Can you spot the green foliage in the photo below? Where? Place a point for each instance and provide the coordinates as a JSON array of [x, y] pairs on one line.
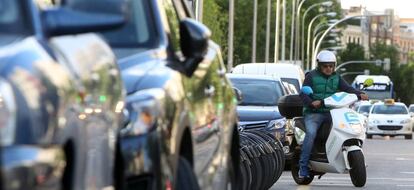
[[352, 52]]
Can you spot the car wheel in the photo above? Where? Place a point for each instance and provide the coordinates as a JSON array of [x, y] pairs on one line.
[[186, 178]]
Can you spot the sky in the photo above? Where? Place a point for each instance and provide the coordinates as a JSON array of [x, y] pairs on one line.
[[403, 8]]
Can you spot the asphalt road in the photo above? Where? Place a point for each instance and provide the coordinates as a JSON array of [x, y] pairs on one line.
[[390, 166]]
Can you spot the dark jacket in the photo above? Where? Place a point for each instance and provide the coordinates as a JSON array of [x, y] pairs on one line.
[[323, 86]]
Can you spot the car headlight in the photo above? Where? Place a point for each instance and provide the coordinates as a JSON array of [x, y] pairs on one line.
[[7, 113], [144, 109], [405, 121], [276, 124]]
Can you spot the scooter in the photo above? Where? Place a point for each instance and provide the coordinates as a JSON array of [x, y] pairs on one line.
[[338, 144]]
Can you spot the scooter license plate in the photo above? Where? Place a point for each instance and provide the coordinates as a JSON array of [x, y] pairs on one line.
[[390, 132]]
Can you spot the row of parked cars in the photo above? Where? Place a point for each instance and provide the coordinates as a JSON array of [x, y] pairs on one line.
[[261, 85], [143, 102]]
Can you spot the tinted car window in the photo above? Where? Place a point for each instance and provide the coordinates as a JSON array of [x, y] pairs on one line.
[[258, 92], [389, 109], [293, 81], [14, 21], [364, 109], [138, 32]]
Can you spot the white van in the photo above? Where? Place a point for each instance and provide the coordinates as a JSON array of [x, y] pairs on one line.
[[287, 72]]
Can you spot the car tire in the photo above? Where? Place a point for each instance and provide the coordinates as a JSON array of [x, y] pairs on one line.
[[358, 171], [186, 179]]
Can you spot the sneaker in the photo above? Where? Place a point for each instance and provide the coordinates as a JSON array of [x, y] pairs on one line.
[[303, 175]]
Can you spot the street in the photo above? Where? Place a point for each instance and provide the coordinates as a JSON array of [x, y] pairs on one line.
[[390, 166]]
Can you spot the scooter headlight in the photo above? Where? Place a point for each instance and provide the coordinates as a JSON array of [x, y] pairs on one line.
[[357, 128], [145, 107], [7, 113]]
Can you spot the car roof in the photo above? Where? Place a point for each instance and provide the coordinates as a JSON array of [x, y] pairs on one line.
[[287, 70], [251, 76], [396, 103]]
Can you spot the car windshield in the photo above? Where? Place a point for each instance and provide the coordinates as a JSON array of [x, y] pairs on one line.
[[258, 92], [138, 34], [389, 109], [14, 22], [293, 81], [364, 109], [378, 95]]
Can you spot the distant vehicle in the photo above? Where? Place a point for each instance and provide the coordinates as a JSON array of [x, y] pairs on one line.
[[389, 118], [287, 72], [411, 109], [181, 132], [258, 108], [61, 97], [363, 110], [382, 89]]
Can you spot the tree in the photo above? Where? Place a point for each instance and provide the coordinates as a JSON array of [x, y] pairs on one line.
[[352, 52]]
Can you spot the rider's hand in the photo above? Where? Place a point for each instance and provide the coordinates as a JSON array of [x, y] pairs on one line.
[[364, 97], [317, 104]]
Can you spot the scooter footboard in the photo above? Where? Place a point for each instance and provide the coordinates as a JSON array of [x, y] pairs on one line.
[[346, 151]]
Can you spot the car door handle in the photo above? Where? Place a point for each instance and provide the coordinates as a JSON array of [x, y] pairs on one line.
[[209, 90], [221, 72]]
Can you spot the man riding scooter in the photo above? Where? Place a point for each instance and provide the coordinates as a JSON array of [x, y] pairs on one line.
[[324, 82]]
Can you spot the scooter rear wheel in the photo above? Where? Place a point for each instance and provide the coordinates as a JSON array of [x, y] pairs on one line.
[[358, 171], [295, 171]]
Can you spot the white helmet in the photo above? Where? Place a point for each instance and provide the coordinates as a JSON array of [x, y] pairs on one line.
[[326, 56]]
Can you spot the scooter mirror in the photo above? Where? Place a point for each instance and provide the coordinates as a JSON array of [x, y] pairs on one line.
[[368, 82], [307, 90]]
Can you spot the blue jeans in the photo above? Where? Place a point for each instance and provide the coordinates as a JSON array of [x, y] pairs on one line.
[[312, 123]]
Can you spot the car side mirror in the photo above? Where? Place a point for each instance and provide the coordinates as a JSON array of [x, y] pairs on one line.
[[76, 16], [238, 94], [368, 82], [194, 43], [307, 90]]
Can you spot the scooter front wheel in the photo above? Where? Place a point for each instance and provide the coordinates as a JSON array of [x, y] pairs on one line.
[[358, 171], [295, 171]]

◇ ◇ ◇ ◇ ◇ ◇ ◇

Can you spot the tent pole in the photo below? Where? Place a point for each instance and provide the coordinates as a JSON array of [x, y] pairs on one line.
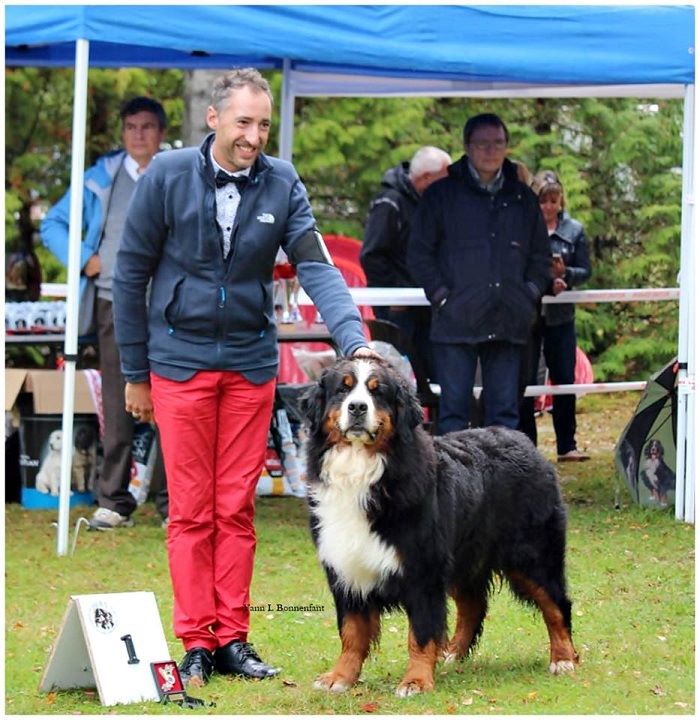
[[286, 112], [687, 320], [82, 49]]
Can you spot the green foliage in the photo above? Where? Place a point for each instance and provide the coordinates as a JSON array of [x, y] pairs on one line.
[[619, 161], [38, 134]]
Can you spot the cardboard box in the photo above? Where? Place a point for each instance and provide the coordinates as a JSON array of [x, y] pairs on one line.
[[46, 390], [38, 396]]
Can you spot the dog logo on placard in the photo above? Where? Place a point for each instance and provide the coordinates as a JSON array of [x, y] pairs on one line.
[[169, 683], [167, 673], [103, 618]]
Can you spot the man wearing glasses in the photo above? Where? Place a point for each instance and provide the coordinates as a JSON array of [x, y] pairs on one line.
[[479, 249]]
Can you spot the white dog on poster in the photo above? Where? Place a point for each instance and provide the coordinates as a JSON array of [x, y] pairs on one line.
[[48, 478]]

◇ ◇ ◇ ◇ ◇ ◇ ◇

- [Given problem]:
Quote the records exactly, starting at the line that contains "Can you spot the rider's" and stopping after the line that contains "[[209, 90], [221, 72]]".

- [Answer to the task]:
Can you spot the rider's hand in the photo above? Where? Place a point for each instance and provide the coordinates as a JSON array of [x, y] pairs on one line.
[[364, 97], [317, 104]]
Can you spot the scooter footboard in the photo above? Where? Place a point for each instance and provide the coordinates as a JSON array of [x, y] pairs on one line.
[[346, 151]]
Can you spot the car door handle in the photo above? Where? Place a point for each instance and provide the coordinates as a JSON array of [x, y] pairs on one line.
[[209, 90], [221, 72]]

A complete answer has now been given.